(Excerpts from point annotation data)

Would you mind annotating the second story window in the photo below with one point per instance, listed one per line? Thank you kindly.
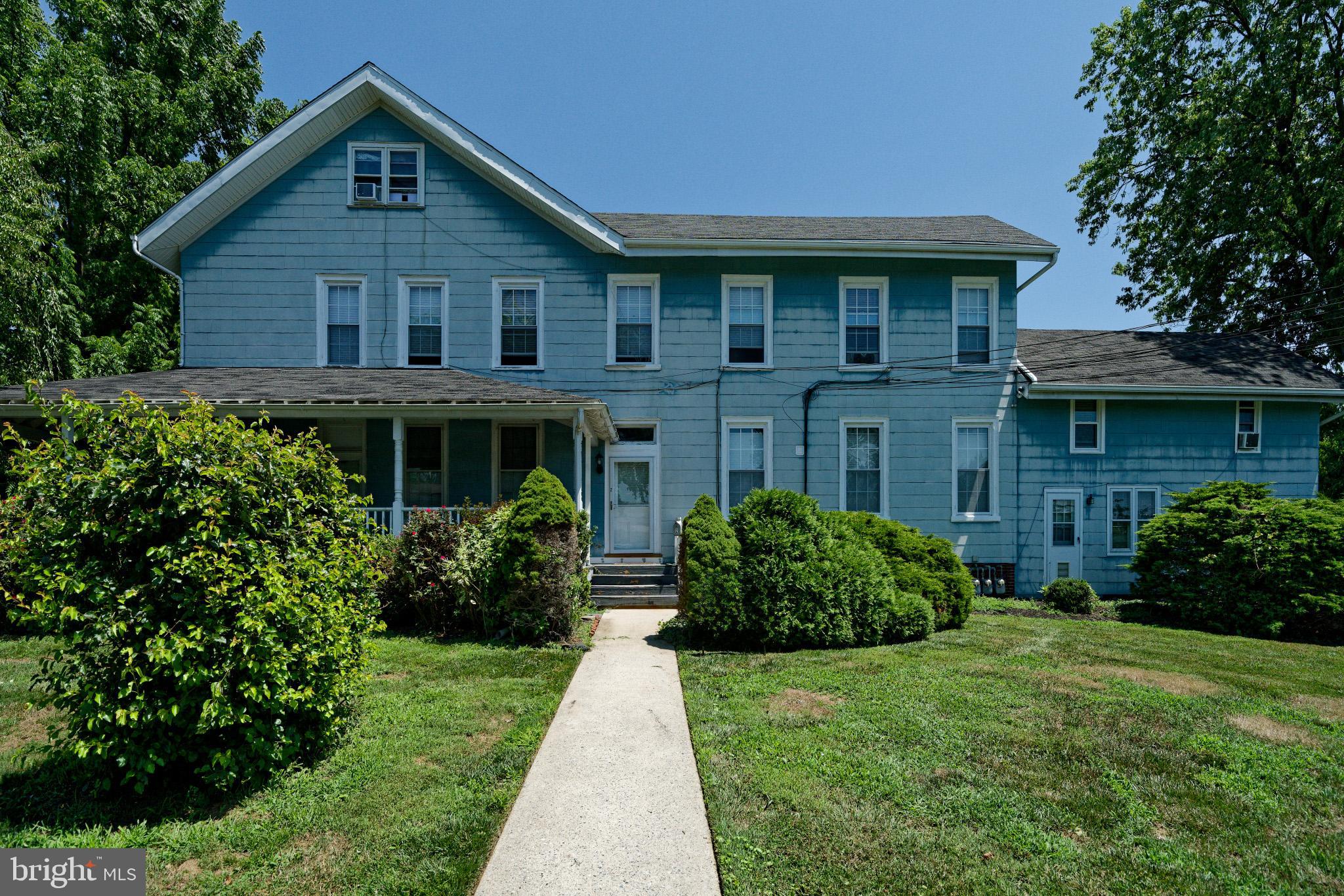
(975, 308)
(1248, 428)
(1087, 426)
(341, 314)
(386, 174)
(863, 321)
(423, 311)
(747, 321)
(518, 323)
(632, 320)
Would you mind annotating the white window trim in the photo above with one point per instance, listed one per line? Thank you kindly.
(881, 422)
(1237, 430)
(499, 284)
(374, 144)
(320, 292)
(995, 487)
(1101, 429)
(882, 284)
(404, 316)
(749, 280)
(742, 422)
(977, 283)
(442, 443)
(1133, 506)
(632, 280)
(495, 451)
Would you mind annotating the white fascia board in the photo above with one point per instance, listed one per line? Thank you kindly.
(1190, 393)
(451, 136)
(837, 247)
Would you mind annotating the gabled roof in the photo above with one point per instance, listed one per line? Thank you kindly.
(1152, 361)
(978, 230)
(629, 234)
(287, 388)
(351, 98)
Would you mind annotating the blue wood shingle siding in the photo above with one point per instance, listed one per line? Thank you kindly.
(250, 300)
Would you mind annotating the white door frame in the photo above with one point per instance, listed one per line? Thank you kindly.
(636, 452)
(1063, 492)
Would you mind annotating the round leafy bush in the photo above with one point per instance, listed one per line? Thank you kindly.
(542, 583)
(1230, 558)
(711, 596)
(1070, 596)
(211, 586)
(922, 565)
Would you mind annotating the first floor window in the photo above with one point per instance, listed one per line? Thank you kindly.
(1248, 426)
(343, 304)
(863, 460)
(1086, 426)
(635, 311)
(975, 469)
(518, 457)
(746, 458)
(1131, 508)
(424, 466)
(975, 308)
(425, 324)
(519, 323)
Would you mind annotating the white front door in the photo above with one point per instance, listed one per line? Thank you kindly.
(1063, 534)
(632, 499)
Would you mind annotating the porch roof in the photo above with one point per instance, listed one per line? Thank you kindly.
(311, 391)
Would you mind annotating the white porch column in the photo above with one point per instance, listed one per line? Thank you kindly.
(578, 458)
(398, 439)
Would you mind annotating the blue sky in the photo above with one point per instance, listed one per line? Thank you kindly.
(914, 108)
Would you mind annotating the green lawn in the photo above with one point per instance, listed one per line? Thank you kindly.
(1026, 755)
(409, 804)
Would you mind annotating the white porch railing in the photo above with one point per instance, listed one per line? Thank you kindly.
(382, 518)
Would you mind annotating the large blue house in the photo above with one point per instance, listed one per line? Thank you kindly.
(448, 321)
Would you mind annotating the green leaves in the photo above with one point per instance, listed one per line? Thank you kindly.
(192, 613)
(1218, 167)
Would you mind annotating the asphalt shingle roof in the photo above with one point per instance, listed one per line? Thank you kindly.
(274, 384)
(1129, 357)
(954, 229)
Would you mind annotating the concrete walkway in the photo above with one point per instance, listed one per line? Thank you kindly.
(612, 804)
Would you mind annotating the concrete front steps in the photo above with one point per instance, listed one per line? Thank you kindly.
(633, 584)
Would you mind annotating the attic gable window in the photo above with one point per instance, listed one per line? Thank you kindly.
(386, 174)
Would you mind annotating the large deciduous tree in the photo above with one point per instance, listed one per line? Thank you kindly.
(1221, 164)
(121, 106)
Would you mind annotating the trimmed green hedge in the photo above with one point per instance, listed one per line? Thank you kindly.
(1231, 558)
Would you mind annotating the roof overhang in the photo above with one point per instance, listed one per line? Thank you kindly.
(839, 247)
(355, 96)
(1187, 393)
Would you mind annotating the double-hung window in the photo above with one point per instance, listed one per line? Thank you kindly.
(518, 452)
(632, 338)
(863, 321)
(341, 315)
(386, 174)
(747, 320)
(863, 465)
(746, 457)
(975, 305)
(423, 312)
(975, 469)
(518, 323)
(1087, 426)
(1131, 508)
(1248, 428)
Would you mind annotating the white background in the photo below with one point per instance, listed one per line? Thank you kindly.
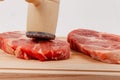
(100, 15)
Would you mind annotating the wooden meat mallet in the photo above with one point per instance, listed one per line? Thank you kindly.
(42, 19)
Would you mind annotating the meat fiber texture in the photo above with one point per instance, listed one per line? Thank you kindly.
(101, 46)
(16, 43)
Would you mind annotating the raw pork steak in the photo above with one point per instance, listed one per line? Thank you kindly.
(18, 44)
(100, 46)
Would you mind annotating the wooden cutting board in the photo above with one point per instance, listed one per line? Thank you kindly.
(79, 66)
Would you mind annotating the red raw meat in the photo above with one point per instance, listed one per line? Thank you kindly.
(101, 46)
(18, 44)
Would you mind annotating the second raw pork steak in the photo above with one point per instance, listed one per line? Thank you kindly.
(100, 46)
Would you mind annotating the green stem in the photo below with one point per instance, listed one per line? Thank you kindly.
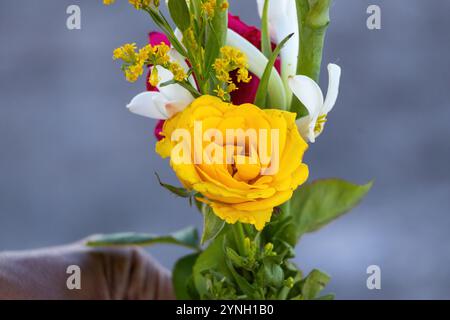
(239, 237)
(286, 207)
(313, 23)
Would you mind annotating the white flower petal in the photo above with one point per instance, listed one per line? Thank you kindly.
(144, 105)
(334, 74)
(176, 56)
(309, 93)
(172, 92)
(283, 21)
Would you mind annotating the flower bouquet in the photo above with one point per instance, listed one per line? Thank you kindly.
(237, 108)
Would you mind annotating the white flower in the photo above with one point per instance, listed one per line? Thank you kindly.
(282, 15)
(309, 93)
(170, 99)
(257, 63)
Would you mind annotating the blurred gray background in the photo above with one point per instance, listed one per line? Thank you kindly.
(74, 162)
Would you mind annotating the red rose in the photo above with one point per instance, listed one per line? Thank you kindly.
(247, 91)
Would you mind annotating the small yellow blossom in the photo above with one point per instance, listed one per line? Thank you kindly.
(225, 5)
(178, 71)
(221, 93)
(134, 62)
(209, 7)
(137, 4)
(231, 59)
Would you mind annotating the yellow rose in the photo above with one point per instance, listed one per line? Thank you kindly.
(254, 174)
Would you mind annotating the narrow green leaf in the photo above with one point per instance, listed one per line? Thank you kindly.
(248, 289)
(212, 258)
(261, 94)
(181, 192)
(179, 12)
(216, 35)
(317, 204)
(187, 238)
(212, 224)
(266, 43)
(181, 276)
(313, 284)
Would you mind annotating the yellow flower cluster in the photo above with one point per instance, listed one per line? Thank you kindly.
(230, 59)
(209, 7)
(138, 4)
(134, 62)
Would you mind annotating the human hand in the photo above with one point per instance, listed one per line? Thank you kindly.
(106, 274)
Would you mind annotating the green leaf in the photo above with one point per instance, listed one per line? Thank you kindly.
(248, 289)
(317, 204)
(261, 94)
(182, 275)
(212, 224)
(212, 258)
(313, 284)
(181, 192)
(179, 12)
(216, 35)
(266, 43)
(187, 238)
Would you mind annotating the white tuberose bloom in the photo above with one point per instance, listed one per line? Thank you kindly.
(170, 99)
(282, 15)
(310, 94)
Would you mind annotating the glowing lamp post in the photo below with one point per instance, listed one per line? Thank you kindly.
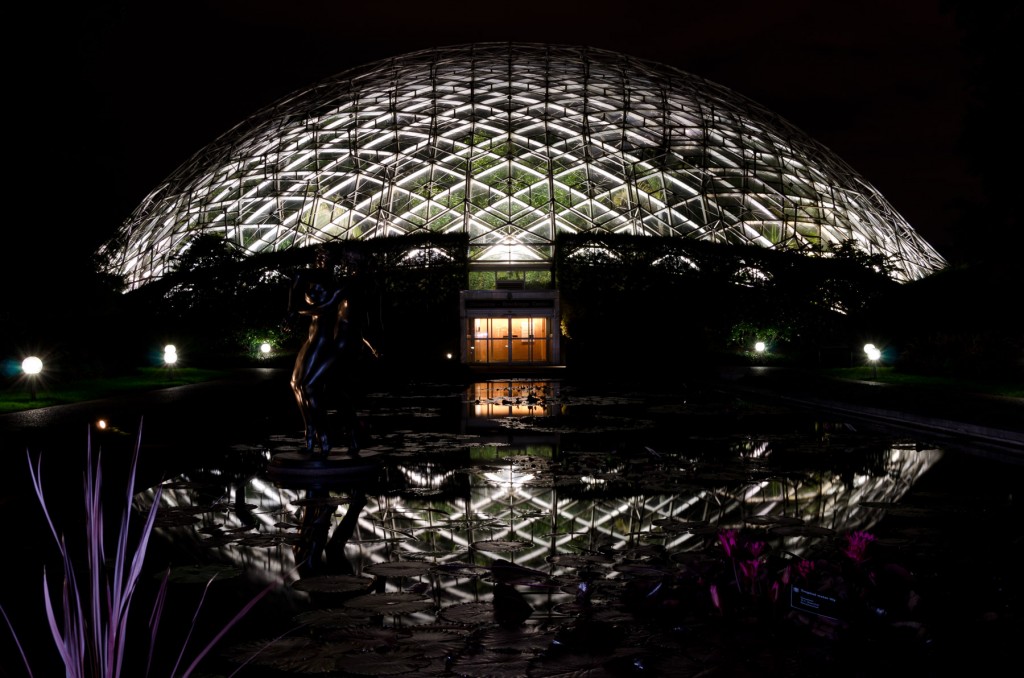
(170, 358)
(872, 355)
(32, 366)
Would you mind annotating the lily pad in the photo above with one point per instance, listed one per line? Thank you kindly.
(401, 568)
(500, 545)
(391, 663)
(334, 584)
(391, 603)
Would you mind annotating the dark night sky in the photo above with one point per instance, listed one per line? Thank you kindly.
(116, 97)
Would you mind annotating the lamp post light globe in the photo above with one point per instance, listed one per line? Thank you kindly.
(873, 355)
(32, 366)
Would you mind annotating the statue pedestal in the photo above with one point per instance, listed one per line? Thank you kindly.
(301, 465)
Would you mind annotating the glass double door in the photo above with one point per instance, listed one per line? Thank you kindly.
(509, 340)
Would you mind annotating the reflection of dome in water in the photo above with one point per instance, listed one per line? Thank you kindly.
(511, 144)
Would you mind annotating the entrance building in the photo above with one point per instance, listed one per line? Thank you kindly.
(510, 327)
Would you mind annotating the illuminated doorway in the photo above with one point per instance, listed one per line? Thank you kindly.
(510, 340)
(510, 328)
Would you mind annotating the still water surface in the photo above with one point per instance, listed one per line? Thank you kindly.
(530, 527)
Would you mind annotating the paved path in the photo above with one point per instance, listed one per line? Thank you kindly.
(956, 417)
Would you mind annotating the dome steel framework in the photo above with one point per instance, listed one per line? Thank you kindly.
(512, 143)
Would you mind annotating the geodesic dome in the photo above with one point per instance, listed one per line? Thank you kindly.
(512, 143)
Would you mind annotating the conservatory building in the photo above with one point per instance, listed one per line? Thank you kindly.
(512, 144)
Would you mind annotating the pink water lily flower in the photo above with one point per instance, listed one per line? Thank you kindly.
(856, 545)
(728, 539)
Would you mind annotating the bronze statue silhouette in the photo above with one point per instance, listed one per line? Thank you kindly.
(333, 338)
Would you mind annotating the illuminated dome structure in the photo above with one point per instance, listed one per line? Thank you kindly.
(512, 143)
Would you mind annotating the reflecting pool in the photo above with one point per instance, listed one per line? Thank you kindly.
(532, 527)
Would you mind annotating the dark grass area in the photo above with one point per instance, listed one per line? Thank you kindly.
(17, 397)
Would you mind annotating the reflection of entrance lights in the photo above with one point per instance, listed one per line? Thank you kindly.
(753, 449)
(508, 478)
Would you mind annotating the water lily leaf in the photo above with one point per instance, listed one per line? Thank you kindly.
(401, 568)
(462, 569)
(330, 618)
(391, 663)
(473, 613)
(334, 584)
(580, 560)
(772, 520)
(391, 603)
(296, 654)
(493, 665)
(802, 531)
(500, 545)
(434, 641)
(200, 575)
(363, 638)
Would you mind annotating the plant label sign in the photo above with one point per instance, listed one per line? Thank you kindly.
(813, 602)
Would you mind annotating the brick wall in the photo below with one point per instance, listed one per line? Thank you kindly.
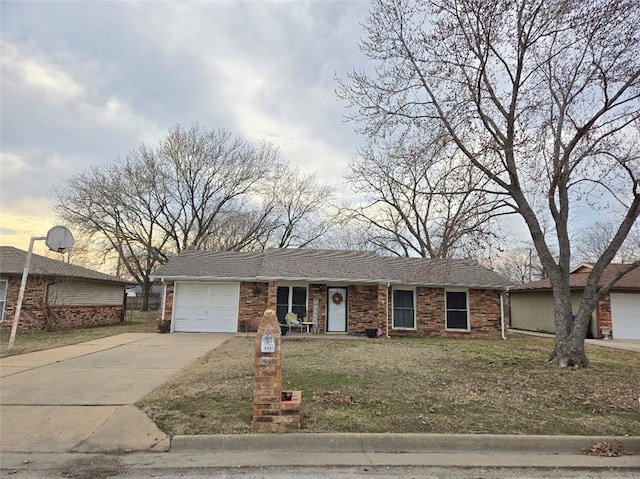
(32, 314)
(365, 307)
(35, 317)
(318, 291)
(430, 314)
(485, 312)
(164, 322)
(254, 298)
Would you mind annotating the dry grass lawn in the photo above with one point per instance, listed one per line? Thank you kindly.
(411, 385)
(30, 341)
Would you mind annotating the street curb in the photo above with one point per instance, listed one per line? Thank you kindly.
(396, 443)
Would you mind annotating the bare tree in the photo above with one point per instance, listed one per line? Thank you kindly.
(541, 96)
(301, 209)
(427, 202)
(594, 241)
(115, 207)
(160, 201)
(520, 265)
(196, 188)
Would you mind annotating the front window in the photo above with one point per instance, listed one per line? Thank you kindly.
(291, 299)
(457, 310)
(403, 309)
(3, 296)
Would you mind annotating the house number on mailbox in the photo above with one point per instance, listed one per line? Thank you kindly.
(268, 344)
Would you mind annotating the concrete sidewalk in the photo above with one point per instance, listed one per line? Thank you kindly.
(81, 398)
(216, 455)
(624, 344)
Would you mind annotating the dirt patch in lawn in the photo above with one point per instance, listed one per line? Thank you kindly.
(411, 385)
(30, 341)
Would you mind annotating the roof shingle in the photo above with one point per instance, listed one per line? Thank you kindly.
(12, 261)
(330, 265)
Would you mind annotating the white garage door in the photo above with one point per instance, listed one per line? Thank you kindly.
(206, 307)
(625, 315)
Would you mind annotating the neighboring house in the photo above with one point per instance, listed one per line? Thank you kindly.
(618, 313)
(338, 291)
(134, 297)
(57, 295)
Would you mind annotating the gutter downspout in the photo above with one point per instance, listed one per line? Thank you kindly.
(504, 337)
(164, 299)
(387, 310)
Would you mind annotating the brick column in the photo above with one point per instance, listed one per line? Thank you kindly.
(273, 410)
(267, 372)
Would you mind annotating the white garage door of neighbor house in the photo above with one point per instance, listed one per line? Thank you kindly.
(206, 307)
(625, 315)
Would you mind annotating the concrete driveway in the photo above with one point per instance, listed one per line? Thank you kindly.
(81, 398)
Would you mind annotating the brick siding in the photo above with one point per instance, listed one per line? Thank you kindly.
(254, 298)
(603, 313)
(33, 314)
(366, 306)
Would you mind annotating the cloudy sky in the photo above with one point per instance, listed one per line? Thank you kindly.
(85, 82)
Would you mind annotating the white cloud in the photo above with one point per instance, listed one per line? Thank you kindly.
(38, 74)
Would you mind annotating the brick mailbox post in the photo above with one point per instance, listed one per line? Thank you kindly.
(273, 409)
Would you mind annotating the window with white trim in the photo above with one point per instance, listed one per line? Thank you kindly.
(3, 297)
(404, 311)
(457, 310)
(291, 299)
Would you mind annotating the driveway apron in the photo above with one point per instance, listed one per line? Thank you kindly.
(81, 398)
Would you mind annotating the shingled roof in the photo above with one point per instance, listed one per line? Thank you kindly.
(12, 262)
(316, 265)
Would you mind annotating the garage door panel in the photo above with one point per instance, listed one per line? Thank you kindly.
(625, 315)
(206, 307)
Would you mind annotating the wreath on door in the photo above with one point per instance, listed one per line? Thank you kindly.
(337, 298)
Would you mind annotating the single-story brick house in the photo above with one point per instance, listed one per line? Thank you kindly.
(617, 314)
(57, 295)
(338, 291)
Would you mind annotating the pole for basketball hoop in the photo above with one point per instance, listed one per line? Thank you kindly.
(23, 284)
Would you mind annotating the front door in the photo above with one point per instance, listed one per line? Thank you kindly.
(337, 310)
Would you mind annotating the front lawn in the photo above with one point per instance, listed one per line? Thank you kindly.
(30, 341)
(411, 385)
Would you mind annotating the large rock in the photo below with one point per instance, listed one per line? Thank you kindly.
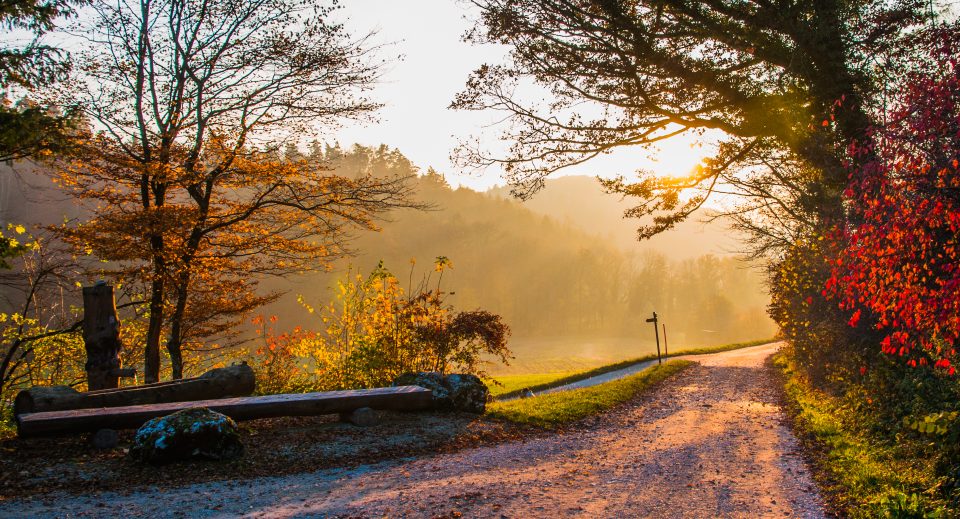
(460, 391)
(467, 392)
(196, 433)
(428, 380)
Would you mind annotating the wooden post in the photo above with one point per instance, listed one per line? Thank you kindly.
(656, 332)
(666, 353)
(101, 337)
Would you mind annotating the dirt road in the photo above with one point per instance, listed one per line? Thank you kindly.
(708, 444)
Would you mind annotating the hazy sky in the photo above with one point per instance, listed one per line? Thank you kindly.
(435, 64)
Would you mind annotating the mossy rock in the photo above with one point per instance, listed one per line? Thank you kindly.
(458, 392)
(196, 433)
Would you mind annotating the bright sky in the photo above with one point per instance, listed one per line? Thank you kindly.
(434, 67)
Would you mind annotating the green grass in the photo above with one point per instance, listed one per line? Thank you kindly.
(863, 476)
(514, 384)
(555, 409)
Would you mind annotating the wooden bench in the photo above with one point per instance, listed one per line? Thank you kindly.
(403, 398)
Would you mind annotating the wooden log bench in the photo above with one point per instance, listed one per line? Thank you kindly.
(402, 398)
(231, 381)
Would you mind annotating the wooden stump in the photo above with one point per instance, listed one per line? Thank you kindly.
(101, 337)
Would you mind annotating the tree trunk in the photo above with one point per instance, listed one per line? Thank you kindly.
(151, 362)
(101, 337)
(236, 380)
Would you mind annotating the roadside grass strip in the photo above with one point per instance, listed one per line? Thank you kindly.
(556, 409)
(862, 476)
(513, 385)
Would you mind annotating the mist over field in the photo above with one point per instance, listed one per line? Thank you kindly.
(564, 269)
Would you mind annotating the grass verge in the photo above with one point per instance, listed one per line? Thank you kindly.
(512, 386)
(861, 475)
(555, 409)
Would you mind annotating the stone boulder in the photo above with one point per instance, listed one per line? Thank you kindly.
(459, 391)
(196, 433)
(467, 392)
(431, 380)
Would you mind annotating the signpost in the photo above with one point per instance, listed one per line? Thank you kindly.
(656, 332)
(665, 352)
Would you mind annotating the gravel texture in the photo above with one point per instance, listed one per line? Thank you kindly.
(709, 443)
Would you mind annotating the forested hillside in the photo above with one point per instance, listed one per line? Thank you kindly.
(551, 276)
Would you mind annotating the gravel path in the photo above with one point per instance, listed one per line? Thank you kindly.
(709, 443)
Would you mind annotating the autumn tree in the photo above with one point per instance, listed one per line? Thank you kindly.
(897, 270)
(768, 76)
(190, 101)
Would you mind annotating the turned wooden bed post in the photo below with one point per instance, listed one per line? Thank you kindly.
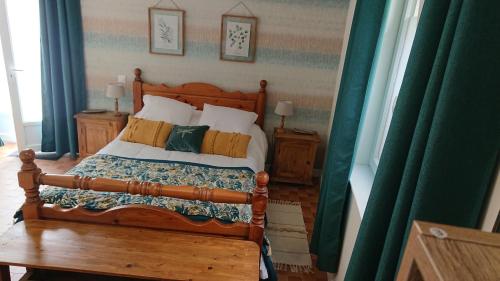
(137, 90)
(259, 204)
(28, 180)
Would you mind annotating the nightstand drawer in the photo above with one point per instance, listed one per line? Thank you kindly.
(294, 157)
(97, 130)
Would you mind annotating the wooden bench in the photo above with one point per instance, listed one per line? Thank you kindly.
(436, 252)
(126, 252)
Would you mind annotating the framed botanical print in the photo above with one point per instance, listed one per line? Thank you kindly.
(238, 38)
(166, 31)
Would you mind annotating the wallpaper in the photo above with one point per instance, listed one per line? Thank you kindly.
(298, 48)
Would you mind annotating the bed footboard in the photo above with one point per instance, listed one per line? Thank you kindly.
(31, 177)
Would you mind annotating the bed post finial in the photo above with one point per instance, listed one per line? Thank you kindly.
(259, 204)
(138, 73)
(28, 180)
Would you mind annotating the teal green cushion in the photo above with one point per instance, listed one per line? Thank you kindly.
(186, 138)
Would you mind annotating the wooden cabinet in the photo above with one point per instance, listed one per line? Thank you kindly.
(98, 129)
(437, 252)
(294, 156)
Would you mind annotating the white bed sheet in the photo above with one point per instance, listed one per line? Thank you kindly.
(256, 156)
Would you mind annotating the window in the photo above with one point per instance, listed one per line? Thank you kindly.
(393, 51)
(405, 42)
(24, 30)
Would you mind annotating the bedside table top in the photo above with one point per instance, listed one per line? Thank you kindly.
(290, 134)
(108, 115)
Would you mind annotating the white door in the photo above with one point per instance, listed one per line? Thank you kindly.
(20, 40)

GOAL OF THE EXERCISE.
Turn the stretch of lines from the one containing "Would you mind annotating the trimmed" through the one containing "(1231, 558)" into a Markdown table with columns headed Row and Line, leaving out any blank lines.

RESPONSE TO THIS EXERCISE.
| Row | Line |
|---|---|
| 1 | Would you mind annotating the trimmed green hedge in the photo above with one point per instance, listed one per line? Thank you kindly. |
| 2 | (1231, 558) |